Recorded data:
-*-*-

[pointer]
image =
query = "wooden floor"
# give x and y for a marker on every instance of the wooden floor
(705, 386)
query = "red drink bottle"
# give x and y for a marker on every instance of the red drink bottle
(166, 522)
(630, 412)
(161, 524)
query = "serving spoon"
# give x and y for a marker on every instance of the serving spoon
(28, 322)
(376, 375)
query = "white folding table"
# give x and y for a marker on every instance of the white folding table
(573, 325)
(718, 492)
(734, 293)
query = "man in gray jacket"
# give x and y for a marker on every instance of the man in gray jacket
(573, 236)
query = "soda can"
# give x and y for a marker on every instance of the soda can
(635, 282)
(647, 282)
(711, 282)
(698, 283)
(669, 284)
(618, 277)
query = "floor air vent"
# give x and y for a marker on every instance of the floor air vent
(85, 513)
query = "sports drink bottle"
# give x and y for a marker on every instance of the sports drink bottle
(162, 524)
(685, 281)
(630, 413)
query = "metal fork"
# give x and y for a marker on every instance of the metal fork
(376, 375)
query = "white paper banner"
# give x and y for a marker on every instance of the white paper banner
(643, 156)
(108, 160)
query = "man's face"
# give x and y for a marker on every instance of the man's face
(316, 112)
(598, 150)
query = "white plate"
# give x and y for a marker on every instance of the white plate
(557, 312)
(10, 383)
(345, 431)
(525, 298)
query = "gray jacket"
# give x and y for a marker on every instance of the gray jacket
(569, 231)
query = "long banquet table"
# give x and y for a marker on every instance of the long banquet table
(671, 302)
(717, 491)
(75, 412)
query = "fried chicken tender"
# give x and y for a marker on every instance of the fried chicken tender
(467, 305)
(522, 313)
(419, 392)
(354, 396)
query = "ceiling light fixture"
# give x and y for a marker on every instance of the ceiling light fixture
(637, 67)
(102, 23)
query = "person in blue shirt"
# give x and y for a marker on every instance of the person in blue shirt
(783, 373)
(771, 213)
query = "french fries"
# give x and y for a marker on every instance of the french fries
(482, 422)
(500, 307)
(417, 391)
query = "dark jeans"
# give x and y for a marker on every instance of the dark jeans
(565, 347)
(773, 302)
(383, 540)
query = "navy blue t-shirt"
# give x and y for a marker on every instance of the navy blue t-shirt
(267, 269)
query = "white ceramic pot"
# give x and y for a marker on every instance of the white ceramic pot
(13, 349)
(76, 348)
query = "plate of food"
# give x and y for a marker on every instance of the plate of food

-*-*-

DIRECTIONS >>
How many lines in the recorded data above contain the string "person"? Case counts, so reply with the number alone.

SOLUTION >>
2